**Given task:** Give the entries from the start through the line containing "pixel 505 389" as a two-column CSV with the columns input and output. Each entry gets one row, each field is quoted, line breaks become spaces, and the pictures are left out.

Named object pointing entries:
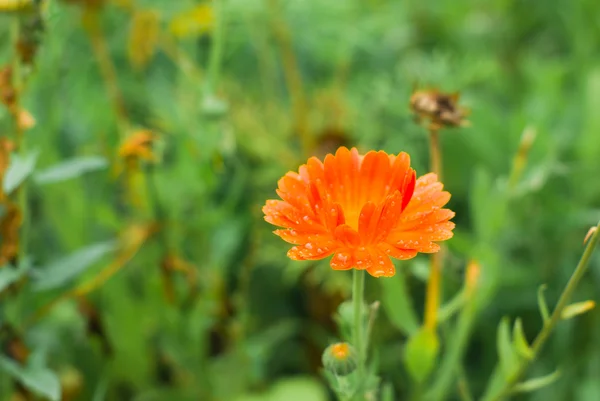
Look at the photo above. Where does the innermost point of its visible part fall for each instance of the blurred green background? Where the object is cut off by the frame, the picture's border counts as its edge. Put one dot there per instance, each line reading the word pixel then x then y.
pixel 238 92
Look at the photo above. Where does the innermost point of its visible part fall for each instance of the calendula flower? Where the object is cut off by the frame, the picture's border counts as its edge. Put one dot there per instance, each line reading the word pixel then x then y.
pixel 363 210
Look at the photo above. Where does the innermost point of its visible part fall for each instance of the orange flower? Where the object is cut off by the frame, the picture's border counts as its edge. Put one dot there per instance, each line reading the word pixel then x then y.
pixel 362 209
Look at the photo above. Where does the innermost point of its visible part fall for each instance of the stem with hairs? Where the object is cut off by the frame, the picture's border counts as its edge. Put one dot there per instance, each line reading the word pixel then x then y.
pixel 505 389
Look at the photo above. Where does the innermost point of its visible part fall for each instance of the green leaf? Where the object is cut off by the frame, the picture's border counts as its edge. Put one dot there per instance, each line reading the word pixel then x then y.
pixel 38 379
pixel 397 304
pixel 421 354
pixel 9 275
pixel 576 309
pixel 537 383
pixel 506 352
pixel 542 304
pixel 520 342
pixel 19 169
pixel 298 389
pixel 63 270
pixel 70 169
pixel 387 392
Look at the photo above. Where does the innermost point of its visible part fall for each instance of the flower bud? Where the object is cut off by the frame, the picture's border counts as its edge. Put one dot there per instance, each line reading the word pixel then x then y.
pixel 340 359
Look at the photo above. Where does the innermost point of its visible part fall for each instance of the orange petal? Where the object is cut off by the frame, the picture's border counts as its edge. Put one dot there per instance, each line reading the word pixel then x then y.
pixel 347 236
pixel 308 251
pixel 397 253
pixel 382 265
pixel 342 260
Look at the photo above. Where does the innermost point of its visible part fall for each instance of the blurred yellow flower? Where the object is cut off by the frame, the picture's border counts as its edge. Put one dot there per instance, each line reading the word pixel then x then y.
pixel 194 22
pixel 139 146
pixel 143 37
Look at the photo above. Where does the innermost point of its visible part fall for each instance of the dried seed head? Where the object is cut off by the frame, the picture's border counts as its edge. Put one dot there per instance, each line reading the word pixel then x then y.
pixel 438 108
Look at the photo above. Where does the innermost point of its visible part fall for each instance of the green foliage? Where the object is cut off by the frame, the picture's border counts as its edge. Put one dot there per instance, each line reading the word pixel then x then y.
pixel 421 354
pixel 208 306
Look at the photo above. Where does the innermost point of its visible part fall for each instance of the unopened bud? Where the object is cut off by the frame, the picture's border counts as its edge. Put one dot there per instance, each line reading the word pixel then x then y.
pixel 340 359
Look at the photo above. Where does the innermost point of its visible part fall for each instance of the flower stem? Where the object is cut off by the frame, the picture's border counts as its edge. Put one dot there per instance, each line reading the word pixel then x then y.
pixel 551 323
pixel 358 289
pixel 435 153
pixel 432 301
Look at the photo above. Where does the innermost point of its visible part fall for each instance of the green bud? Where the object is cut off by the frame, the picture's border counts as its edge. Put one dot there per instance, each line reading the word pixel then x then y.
pixel 340 359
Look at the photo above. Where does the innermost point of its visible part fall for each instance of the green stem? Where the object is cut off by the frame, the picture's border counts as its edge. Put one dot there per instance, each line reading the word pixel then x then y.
pixel 549 325
pixel 455 352
pixel 358 289
pixel 216 50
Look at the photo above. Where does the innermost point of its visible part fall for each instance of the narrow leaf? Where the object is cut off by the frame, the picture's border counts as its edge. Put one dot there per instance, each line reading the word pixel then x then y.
pixel 63 270
pixel 70 169
pixel 397 304
pixel 542 303
pixel 19 169
pixel 537 383
pixel 576 309
pixel 520 341
pixel 508 359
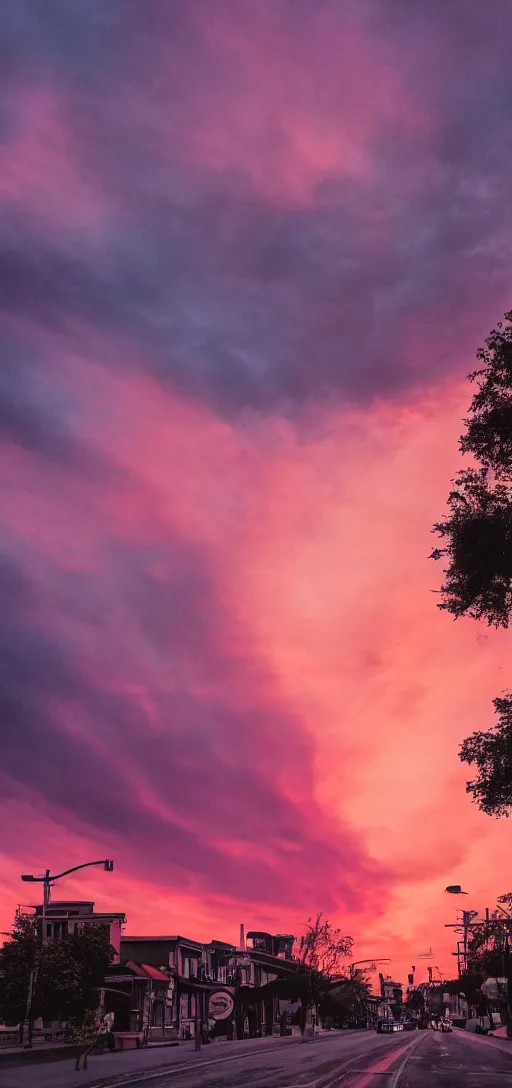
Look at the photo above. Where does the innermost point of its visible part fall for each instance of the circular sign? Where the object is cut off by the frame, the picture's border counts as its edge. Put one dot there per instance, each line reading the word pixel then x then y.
pixel 221 1005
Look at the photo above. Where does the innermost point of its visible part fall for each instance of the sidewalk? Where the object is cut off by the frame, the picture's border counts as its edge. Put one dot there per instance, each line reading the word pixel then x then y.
pixel 119 1065
pixel 498 1042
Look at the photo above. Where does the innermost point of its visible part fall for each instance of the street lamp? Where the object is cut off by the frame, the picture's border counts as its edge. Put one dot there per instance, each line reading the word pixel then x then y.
pixel 48 879
pixel 371 963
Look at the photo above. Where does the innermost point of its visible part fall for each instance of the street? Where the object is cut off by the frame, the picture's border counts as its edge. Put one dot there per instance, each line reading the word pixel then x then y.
pixel 359 1060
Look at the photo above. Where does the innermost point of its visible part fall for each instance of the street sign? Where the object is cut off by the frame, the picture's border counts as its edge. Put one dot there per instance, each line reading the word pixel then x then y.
pixel 221 1005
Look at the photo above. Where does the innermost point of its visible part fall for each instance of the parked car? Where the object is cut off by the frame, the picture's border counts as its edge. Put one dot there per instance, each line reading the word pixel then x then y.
pixel 386 1026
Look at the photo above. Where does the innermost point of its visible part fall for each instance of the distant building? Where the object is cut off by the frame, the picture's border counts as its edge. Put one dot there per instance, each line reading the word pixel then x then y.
pixel 210 979
pixel 63 917
pixel 392 998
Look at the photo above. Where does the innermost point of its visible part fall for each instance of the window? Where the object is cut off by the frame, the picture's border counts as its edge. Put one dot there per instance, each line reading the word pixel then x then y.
pixel 189 966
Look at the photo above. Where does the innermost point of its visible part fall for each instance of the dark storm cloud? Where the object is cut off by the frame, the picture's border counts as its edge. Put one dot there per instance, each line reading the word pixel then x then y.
pixel 205 756
pixel 228 296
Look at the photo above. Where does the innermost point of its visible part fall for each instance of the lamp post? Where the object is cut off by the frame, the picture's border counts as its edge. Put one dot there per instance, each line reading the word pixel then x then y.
pixel 371 963
pixel 48 879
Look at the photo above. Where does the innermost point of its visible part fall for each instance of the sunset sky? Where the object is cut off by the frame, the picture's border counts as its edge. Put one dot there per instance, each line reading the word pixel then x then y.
pixel 249 249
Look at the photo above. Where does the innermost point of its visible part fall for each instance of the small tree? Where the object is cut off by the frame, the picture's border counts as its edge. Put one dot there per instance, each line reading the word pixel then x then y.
pixel 477 544
pixel 66 975
pixel 321 951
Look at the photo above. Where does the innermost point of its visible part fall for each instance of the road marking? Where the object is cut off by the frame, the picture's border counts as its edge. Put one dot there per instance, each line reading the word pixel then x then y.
pixel 174 1070
pixel 406 1060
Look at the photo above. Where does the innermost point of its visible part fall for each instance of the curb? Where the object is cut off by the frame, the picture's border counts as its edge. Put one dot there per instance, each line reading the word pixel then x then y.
pixel 147 1075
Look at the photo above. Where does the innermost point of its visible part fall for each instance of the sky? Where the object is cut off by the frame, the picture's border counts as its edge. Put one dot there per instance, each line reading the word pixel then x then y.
pixel 248 251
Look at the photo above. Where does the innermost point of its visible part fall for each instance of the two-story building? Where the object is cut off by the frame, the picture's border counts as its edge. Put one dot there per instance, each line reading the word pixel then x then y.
pixel 214 983
pixel 197 974
pixel 63 917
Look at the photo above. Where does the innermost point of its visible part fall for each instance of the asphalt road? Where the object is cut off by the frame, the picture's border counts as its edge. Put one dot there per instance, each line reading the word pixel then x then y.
pixel 360 1060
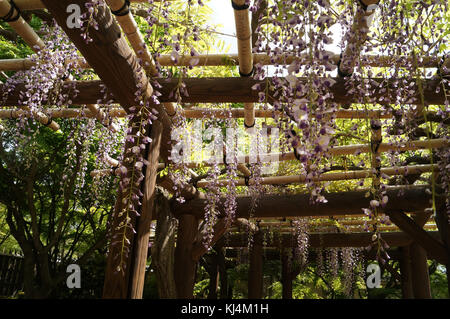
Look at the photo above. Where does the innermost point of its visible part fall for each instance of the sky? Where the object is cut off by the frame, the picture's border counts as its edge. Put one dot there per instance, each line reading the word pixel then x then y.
pixel 223 15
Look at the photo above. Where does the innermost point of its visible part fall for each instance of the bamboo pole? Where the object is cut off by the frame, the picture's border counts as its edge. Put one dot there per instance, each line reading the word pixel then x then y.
pixel 19 25
pixel 37 4
pixel 131 30
pixel 244 42
pixel 41 117
pixel 346 150
pixel 233 59
pixel 281 180
pixel 110 171
pixel 101 116
pixel 199 113
pixel 328 228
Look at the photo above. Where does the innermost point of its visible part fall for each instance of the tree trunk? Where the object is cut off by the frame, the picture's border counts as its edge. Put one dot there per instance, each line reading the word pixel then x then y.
pixel 223 275
pixel 420 276
pixel 185 266
pixel 286 275
pixel 163 248
pixel 405 272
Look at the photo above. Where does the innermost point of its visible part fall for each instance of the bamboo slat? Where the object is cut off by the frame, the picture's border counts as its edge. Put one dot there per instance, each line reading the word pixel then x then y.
pixel 338 176
pixel 37 4
pixel 233 59
pixel 196 113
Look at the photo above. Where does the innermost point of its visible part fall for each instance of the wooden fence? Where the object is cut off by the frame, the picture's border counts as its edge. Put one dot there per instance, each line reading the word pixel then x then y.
pixel 11 274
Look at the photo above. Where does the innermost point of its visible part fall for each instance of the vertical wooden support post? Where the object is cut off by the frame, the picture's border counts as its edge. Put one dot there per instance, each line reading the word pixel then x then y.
pixel 144 221
pixel 214 276
pixel 405 272
pixel 255 271
pixel 443 224
pixel 185 266
pixel 286 274
pixel 244 41
pixel 420 276
pixel 223 276
pixel 163 248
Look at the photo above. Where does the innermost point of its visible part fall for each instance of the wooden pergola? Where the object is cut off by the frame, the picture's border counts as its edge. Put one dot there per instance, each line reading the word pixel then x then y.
pixel 118 42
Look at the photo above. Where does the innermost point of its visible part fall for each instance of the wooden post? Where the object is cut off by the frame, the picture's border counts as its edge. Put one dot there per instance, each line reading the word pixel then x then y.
pixel 286 274
pixel 185 266
pixel 255 271
pixel 163 248
pixel 223 276
pixel 420 276
pixel 143 222
pixel 443 224
pixel 213 271
pixel 405 272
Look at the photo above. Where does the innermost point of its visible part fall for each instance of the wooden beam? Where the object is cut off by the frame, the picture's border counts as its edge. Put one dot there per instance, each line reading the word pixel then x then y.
pixel 344 203
pixel 333 176
pixel 419 235
pixel 286 274
pixel 326 240
pixel 255 270
pixel 420 275
pixel 406 273
pixel 356 36
pixel 185 266
pixel 109 48
pixel 144 221
pixel 225 90
pixel 233 59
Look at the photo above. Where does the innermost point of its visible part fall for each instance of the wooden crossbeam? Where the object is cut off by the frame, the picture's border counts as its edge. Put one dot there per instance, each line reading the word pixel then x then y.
pixel 326 240
pixel 220 90
pixel 337 176
pixel 344 203
pixel 419 235
pixel 205 60
pixel 107 49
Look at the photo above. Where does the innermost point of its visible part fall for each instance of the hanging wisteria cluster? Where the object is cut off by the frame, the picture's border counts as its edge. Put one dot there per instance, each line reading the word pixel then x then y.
pixel 300 90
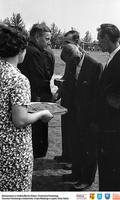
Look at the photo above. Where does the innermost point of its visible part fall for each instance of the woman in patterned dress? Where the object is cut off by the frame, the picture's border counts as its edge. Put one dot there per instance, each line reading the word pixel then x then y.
pixel 16 156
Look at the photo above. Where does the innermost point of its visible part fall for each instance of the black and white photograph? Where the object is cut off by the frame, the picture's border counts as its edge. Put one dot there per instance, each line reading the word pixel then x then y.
pixel 59 95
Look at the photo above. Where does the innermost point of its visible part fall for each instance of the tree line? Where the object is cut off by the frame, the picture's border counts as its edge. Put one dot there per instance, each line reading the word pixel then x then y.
pixel 56 33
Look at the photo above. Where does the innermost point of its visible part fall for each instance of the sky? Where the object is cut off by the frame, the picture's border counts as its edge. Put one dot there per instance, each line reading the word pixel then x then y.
pixel 83 15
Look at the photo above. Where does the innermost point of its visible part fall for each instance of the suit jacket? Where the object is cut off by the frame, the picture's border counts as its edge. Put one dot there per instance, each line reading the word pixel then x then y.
pixel 108 102
pixel 79 96
pixel 38 67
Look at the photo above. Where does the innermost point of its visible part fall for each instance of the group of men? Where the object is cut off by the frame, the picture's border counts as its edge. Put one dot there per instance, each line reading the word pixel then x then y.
pixel 90 128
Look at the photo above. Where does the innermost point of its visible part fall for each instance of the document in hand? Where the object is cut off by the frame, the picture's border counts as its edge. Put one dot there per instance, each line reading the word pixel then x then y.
pixel 54 108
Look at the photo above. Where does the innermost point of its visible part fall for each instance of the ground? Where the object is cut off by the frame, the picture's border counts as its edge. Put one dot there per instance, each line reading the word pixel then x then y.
pixel 47 175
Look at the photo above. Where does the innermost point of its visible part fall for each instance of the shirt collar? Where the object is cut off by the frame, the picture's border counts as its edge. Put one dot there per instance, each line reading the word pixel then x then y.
pixel 111 55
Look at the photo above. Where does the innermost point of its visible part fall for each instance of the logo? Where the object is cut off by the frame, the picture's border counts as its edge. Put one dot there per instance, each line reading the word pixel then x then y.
pixel 116 196
pixel 107 195
pixel 81 196
pixel 99 196
pixel 92 196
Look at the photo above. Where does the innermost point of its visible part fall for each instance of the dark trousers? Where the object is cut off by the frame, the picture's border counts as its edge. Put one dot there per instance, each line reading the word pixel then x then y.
pixel 84 156
pixel 40 139
pixel 40 129
pixel 79 147
pixel 67 131
pixel 109 160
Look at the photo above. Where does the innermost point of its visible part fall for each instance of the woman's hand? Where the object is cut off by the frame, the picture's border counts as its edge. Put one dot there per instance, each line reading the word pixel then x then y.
pixel 46 116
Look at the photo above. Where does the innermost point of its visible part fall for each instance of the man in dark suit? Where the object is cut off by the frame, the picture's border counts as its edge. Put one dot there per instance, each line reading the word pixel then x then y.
pixel 38 66
pixel 108 111
pixel 78 94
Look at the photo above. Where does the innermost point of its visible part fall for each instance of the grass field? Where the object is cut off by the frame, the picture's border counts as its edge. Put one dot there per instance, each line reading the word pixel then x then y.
pixel 47 174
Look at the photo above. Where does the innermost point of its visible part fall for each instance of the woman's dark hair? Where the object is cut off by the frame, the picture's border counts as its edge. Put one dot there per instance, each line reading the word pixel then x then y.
pixel 111 30
pixel 12 40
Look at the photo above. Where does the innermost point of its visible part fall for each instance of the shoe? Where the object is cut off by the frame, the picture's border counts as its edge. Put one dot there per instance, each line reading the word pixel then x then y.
pixel 67 166
pixel 69 178
pixel 80 186
pixel 61 159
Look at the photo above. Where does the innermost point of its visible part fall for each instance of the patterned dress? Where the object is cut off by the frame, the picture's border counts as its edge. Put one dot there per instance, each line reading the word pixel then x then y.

**Output of the exercise:**
input,output
"Look at the photo above. Where does the innermost point of its visible part fall for each instance of the blurred green background? Where the object is cut off by the frame, the picture's border counts as its edge. Put one dot there per instance, each line reading the word pixel then x then y.","pixel 238 92"
"Look at the photo above. Where does the innermost point of its visible part fall for each instance of the calendula flower? Where the object is cut off by the frame, the picture's border counts as its edge. Put one dot there per instance, each line reading the word pixel then x then y.","pixel 363 210"
"Look at the photo above. Where does the innermost point of its visible part fall for each instance of the orange flower? Where the object is cut off by the frame, the picture's border counts as its edge. Put one dot there per instance, each line reading the word pixel then x then y.","pixel 362 209"
"Look at the photo above. Where does the innermost point of its visible part fall for each instance of the stem with hairs? Where the object is cut off by the frame, the picture's border counts as its edge. Put one dot there per instance, each line reading the word pixel then x then y.","pixel 505 389"